Exercise input
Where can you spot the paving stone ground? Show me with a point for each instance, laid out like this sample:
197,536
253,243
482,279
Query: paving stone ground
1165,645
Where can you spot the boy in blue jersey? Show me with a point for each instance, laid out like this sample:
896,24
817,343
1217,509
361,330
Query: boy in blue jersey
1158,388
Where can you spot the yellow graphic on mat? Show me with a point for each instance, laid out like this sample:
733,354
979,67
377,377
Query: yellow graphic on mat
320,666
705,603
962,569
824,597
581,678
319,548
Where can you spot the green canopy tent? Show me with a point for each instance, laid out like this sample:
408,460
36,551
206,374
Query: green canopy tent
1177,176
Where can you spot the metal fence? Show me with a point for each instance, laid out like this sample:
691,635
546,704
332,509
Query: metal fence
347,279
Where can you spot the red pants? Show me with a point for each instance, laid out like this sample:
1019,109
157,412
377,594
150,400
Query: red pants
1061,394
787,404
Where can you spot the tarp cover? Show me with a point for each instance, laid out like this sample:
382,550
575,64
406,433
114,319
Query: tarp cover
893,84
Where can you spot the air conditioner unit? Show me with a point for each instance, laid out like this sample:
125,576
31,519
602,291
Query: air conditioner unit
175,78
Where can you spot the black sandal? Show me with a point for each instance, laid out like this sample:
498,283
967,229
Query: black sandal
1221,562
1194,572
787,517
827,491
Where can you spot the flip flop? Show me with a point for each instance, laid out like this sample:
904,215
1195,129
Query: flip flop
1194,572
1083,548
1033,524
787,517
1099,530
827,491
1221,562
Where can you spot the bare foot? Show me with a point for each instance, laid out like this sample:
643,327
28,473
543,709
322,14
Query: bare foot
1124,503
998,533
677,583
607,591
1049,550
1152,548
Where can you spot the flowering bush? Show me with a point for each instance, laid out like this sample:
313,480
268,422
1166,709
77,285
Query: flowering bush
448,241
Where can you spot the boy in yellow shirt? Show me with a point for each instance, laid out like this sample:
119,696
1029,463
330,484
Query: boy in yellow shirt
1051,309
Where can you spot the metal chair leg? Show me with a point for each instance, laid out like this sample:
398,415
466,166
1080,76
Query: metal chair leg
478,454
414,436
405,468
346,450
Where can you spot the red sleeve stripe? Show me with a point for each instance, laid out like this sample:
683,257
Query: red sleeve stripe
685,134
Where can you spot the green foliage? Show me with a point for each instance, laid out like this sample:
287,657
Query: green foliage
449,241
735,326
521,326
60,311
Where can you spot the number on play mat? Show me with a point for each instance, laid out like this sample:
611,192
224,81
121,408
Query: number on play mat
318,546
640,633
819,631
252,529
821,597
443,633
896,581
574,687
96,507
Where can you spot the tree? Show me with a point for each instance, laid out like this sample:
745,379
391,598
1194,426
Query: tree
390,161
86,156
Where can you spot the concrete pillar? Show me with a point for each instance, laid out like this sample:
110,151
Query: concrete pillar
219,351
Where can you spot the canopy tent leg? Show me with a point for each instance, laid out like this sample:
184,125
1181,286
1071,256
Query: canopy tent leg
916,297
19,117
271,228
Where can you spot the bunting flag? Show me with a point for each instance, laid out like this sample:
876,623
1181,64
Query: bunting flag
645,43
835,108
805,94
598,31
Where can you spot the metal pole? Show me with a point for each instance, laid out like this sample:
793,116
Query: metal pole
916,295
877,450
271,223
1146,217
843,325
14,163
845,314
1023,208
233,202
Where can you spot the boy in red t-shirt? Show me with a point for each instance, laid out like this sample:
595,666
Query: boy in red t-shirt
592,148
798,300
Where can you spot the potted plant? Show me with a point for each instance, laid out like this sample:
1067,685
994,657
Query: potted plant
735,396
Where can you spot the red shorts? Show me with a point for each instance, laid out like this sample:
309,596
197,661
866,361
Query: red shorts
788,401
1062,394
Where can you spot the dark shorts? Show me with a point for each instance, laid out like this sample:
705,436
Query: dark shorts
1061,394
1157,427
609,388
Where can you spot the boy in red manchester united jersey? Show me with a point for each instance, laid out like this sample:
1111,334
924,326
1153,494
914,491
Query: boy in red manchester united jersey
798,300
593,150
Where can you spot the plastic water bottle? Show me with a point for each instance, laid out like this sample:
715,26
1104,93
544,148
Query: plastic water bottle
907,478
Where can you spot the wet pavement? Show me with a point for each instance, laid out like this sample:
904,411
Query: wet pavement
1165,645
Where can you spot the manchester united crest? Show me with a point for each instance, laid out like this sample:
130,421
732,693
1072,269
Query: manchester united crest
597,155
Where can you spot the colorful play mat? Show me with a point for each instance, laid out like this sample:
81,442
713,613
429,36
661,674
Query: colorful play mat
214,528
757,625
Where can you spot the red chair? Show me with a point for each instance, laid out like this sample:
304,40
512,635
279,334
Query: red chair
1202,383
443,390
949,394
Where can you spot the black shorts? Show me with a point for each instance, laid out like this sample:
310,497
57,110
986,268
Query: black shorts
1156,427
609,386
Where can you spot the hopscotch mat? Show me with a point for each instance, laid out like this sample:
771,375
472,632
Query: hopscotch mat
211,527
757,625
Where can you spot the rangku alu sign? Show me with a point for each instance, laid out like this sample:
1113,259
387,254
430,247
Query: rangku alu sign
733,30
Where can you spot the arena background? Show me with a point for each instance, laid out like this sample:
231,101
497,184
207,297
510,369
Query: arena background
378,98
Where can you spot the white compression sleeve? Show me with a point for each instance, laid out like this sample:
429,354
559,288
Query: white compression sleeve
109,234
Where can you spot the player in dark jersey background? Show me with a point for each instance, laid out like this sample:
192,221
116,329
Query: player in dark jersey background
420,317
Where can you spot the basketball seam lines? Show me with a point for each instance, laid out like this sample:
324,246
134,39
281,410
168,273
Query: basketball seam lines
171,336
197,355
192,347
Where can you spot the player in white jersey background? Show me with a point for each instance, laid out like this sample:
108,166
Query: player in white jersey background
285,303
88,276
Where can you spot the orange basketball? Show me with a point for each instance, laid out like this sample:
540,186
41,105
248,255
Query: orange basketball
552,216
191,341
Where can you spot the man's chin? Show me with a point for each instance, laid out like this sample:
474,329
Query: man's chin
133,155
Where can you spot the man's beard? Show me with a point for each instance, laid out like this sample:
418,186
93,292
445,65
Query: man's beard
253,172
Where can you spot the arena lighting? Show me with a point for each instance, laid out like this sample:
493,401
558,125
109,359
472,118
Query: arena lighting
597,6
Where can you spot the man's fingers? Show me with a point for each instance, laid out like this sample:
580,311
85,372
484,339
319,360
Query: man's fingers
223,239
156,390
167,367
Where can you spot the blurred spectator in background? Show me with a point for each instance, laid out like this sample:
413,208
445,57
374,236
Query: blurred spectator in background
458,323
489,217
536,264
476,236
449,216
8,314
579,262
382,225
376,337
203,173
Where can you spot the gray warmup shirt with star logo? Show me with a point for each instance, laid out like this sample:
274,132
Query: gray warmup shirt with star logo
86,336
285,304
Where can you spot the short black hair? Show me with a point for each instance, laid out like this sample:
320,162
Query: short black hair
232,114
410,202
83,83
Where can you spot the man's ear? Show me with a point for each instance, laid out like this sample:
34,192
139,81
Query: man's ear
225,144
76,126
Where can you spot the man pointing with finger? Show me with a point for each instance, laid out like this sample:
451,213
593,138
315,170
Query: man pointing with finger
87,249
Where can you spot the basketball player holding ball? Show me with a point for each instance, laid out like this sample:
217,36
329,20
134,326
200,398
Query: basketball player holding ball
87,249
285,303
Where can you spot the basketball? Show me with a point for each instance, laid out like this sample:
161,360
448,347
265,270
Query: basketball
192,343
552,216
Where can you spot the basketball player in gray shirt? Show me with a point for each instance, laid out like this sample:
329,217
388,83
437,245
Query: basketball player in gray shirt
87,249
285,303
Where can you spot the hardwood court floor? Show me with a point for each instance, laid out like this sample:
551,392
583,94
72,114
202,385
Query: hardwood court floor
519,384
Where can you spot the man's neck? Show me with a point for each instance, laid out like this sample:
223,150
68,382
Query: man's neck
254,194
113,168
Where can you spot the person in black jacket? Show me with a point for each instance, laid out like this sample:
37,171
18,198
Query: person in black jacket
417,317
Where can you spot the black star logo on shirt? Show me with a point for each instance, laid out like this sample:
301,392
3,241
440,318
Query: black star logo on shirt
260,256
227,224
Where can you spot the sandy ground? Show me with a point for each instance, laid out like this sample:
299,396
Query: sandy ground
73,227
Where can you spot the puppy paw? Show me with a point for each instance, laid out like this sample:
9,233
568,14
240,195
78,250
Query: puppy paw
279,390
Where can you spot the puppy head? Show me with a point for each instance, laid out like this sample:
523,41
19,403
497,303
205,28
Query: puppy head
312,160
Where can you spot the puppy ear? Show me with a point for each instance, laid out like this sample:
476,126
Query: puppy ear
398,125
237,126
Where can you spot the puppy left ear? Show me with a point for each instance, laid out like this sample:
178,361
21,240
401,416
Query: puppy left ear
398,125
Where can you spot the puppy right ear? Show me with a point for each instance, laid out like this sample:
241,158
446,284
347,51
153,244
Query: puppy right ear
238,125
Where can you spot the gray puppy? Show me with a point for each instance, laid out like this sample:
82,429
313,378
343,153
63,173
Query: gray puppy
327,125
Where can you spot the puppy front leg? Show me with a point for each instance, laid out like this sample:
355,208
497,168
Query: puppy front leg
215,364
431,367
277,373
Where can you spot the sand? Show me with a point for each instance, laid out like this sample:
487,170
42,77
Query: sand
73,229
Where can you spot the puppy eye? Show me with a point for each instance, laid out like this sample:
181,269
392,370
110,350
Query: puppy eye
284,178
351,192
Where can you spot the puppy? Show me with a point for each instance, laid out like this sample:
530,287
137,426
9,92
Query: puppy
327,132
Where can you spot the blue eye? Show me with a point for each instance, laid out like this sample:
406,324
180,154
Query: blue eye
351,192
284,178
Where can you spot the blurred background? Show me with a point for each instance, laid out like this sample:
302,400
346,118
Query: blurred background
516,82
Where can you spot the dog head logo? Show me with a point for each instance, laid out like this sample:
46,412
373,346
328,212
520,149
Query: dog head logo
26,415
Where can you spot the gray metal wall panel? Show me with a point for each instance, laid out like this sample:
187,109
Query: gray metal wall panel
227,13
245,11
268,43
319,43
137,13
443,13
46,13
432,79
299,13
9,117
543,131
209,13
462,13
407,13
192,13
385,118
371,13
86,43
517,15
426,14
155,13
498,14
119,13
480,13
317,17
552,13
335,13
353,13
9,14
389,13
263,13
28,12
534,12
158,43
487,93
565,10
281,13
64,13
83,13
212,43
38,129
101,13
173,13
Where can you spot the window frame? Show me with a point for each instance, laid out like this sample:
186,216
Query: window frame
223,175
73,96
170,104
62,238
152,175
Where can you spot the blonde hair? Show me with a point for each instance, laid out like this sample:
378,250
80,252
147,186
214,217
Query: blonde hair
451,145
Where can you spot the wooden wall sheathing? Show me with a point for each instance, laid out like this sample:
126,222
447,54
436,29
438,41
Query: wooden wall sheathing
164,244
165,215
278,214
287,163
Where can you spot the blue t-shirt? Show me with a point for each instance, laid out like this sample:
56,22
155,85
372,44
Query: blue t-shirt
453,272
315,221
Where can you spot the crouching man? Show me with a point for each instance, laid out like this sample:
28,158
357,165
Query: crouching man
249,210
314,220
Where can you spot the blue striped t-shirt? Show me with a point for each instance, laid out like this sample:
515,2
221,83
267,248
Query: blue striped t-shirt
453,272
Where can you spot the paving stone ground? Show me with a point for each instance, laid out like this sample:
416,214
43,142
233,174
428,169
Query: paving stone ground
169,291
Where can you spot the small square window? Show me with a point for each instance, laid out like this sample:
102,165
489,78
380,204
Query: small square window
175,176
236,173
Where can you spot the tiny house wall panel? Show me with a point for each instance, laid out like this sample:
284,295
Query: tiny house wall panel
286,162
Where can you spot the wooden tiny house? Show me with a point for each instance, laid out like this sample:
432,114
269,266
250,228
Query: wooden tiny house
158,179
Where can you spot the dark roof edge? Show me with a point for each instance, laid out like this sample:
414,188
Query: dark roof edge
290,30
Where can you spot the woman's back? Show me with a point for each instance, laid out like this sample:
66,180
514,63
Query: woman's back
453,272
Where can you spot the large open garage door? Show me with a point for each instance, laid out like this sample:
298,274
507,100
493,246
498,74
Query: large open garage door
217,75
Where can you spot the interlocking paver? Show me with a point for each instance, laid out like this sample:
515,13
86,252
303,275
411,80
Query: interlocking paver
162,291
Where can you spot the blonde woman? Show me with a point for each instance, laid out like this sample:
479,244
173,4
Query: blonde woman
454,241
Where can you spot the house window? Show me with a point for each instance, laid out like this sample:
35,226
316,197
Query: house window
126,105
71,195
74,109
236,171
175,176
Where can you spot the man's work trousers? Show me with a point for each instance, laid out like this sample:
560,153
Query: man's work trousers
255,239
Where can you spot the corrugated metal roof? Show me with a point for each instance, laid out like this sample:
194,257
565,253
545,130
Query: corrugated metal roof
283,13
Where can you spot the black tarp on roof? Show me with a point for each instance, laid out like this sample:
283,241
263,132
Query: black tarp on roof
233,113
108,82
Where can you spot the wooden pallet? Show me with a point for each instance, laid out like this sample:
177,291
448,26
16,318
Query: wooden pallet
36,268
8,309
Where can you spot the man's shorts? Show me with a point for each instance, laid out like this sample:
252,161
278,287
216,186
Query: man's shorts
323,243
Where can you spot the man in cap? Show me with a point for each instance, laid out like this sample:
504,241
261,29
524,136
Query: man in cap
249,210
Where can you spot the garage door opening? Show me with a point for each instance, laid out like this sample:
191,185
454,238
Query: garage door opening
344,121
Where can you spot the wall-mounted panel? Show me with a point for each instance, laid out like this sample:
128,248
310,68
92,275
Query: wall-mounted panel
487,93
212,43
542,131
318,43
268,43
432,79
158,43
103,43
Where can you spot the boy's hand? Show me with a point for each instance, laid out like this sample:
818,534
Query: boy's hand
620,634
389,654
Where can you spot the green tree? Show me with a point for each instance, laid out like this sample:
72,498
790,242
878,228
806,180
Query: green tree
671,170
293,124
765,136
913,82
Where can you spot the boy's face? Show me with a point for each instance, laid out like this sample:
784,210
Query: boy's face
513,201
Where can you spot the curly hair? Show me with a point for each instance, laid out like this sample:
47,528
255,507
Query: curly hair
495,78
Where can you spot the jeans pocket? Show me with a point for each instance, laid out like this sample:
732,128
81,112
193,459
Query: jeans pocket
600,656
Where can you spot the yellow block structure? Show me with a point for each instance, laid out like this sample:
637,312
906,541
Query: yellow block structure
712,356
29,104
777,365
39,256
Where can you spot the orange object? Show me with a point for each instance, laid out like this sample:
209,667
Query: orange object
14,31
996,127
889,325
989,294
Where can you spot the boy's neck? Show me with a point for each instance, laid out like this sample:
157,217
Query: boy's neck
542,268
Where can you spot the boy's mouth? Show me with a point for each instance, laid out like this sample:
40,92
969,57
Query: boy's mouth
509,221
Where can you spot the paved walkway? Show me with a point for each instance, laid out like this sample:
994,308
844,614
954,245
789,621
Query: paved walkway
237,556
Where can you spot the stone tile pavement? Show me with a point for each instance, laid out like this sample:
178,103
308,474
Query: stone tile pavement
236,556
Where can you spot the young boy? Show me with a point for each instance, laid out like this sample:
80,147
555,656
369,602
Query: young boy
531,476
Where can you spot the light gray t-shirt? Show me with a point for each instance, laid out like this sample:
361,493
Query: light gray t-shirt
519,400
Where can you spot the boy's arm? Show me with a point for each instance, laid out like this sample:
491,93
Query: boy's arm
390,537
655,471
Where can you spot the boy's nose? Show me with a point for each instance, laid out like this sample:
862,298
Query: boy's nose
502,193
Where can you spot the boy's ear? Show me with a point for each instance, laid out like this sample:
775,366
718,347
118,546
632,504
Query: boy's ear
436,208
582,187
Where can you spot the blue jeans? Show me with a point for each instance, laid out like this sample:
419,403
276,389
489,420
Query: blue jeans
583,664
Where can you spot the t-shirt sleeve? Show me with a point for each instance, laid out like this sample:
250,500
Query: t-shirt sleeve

About this exercise
Find "Query: boy's ear" in the entries above, then repeat its line and all lines after it exactly, down to the last line.

Output below
Query: boy's ear
436,208
582,187
Where can you spot the blue jeans? Show me with a point for each instance, laid out like this sample:
419,403
276,389
489,420
Query: blue jeans
583,664
Where can you spot the t-shirt sleeve? Show me with a point for each instance, laid out like this sample:
250,500
Query: t-shirt sleeve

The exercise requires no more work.